## SELECTED TEXT
════════════════

Optimisers.jl

The page is in the process of being translated.

Installation: OptimizationOptimisers.jl

To use this package, install the OptimizationOptimisers package:

import Pkg;
Pkg.add("OptimizationOptimisers");

In addition to the optimisation algorithms provided by the Optimisers.jl package this subpackage also provides the Sophia optimisation algorithm.

List of optimizers

Optimisers.Descent: Classic gradient descent optimizer with learning rate
- solve(problem, Descent(η))
- η is the learning rate
- Defaults:
  - η = 0.1
Optimisers.Momentum: Classic gradient descent optimizer with learning rate and momentum
- solve(problem, Momentum(η, ρ))
- η is the learning rate
- ρ is the momentum
- Defaults:
  - η = 0.01
  - ρ = 0.9
Optimisers.Nesterov: Gradient descent optimizer with learning rate and Nesterov momentum
- solve(problem, Nesterov(η, ρ))
- η is the learning rate
- ρ is the Nesterov momentum
- Defaults:
  - η = 0.01
  - ρ = 0.9
Optimisers.RMSProp: RMSProp optimizer
- solve(problem, RMSProp(η, ρ))
- η is the learning rate
- ρ is the momentum
- Defaults:
  - η = 0.001
  - ρ = 0.9
Optimisers.Adam: Adam optimizer
- solve(problem, Adam(η, β::Tuple))
- η is the learning rate
- β::Tuple is the decay of momentums
- Defaults:
  - η = 0.001
  - β::Tuple = (0.9, 0.999)
Optimisers.RAdam: Rectified Adam optimizer
- solve(problem, RAdam(η, β::Tuple))
- η is the learning rate
- β::Tuple is the decay of momentums
- Defaults:
  - η = 0.001
  - β::Tuple = (0.9, 0.999)
Optimisers.OAdam: Optimistic Adam optimizer
- solve(problem, OAdam(η, β::Tuple))
- η is the learning rate
- β::Tuple is the decay of momentums
- Defaults:
  - η = 0.001
  - β::Tuple = (0.5, 0.999)
Optimisers.AdaMax: AdaMax optimizer
- solve(problem, AdaMax(η, β::Tuple))

════════════════

## STATED TASK 1
Reproduce the passage of the Optimisers.jl page from "In addition to" to "- solve(problem, Descent(η))".
The Optimisers.jl page and the entries that come after it have no connection to each other.

[Position identification entries]
════════════════

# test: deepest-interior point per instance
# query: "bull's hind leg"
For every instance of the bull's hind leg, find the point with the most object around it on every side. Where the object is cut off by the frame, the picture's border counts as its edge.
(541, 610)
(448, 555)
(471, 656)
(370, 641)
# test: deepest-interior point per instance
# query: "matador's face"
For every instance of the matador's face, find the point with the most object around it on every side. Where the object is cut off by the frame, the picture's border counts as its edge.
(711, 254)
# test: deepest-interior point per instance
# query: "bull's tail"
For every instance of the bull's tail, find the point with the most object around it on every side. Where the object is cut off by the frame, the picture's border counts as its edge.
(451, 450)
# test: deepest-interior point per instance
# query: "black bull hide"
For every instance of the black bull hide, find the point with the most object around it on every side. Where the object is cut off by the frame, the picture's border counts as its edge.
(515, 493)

════════════════

## STATED TASK 2
Update all the position identification entries by replacing "matador's" with "bullfighter's" everywhere it occurs, leaving everything else unchanged.

## FULL ANSWER 1
In addition to the optimisation algorithms provided by the Optimisers.jl package this subpackage also provides the Sophia optimisation algorithm.

List of optimizers

Optimisers.Descent: Classic gradient descent optimizer with learning rate
- solve(problem, Descent(η))

## FULL ANSWER 2
# test: deepest-interior point per instance
# query: "bull's hind leg"
For every instance of the bull's hind leg, find the point with the most object around it on every side. Where the object is cut off by the frame, the picture's border counts as its edge.
(541, 610)
(448, 555)
(471, 656)
(370, 641)
# test: deepest-interior point per instance
# query: "bullfighter's face"
For every instance of the bullfighter's face, find the point with the most object around it on every side. Where the object is cut off by the frame, the picture's border counts as its edge.
(711, 254)
# test: deepest-interior point per instance
# query: "bull's tail"
For every instance of the bull's tail, find the point with the most object around it on every side. Where the object is cut off by the frame, the picture's border counts as its edge.
(451, 450)
# test: deepest-interior point per instance
# query: "black bull hide"
For every instance of the black bull hide, find the point with the most object around it on every side. Where the object is cut off by the frame, the picture's border counts as its edge.
(515, 493)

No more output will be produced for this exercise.